▸ **EXERCISE OBJECTIVE**
Print the full listing once more, exactly as given.

▸ **RECORDED DATA**
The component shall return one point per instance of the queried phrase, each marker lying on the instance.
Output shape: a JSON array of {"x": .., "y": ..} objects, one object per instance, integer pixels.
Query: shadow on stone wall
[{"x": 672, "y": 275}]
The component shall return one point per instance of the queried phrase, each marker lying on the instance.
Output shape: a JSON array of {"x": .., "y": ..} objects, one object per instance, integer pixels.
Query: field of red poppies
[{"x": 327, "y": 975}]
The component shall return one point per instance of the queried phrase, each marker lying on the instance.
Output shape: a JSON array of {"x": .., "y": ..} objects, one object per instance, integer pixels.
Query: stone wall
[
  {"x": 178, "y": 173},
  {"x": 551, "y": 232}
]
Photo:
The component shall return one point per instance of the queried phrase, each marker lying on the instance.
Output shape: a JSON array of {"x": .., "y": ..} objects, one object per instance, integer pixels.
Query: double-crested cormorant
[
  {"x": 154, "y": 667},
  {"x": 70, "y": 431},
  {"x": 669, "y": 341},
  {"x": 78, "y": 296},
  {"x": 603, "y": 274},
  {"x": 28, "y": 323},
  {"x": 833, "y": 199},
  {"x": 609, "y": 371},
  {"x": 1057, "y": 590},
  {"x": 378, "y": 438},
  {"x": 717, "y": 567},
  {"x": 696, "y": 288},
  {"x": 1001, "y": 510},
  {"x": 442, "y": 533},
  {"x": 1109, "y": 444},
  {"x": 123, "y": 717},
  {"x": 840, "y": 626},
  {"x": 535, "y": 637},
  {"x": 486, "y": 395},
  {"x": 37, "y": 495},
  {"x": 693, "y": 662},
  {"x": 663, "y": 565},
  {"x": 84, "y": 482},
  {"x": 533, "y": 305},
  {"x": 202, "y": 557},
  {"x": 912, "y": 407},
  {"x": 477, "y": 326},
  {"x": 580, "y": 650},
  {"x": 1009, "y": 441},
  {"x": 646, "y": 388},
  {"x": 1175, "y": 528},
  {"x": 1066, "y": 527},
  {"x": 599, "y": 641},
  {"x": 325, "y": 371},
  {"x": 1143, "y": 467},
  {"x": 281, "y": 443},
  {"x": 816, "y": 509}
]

▸ **SOLUTION FOR THIS PROBLEM**
The component shall return one point per instance of the queried phrase, each marker lying on the instance.
Output shape: a JSON array of {"x": .., "y": ..} objects, one object per instance, integer pixels.
Query: shadow on stone wall
[{"x": 672, "y": 275}]
The component shall return one point per instance of the queried phrase, each marker lying on the instance.
Output shape: a JSON array of {"x": .., "y": ..} objects, one object per instance, integer pixels.
Query: field of red poppies
[{"x": 327, "y": 975}]
The component shall return one point per instance of the queried phrase, each marker lying on the instance.
Output shape: a JSON array of {"x": .., "y": ..} objects, one object per instance, integer pixels.
Query: stone wall
[
  {"x": 178, "y": 173},
  {"x": 551, "y": 232}
]
Photo:
The component shall return one point per instance of the queried phrase, each marker lying on the instance.
Output shape: a JSON array of {"x": .., "y": ..} objects, one object per instance, integer pixels.
Query: double-crested cormorant
[
  {"x": 154, "y": 667},
  {"x": 70, "y": 431},
  {"x": 669, "y": 341},
  {"x": 78, "y": 296},
  {"x": 603, "y": 274},
  {"x": 28, "y": 323},
  {"x": 833, "y": 199},
  {"x": 609, "y": 371},
  {"x": 1057, "y": 590},
  {"x": 378, "y": 438},
  {"x": 717, "y": 567},
  {"x": 696, "y": 288},
  {"x": 1001, "y": 510},
  {"x": 442, "y": 533},
  {"x": 1109, "y": 444},
  {"x": 123, "y": 717},
  {"x": 840, "y": 626},
  {"x": 535, "y": 637},
  {"x": 486, "y": 395},
  {"x": 37, "y": 495},
  {"x": 693, "y": 662},
  {"x": 663, "y": 565},
  {"x": 84, "y": 482},
  {"x": 533, "y": 305},
  {"x": 202, "y": 557},
  {"x": 912, "y": 407},
  {"x": 477, "y": 326},
  {"x": 580, "y": 650},
  {"x": 1009, "y": 441},
  {"x": 646, "y": 388},
  {"x": 1175, "y": 528},
  {"x": 1066, "y": 527},
  {"x": 599, "y": 641},
  {"x": 325, "y": 371},
  {"x": 1143, "y": 467},
  {"x": 281, "y": 443},
  {"x": 816, "y": 509}
]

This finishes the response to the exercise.